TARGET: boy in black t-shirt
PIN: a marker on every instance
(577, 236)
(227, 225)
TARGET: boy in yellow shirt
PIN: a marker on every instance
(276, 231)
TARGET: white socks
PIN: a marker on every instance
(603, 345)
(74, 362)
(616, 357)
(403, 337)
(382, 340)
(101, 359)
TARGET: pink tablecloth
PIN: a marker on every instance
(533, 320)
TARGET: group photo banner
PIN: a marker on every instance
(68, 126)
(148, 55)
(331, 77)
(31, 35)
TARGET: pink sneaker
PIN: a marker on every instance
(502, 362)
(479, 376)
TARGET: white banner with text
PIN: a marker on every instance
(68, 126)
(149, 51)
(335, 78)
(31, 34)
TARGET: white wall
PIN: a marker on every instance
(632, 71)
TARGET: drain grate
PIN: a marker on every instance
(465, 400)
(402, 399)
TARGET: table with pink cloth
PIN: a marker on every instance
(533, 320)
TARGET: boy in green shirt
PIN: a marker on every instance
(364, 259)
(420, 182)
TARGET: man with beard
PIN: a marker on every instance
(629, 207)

WHAT YOU NEED TO DO: Can you copy every line of the material above, character for character and in the same order?

ANSWER TO THIS EXERCISE:
TARGET: boy in black t-shirt
PIN: a marker on every instance
(577, 236)
(227, 225)
TARGET: boy in yellow shirt
PIN: a marker on every instance
(276, 231)
TARGET: white socks
PIN: a marker on every instance
(603, 345)
(74, 362)
(616, 357)
(403, 337)
(382, 340)
(101, 359)
TARGET: pink tablecloth
PIN: a marker on every instance
(533, 320)
TARGET: group photo banner
PIN: a marker on every instance
(68, 126)
(148, 55)
(331, 77)
(31, 35)
TARGET: pink sneaker
PIN: a marker on every instance
(502, 362)
(479, 376)
TARGET: white banner with text
PIN: a marker on every instance
(68, 126)
(149, 51)
(335, 78)
(31, 34)
TARGET: white wall
PIN: a marker on every instance
(632, 71)
TARGET: drain grate
PIN: a marker on every instance
(465, 400)
(402, 399)
TARGET: table with pink cloth
PIN: a marker on every instance
(533, 320)
TARGET: boy in green shirt
PIN: a marker on every instance
(364, 259)
(420, 182)
TARGET: man with beard
PIN: a marker on every instance
(629, 207)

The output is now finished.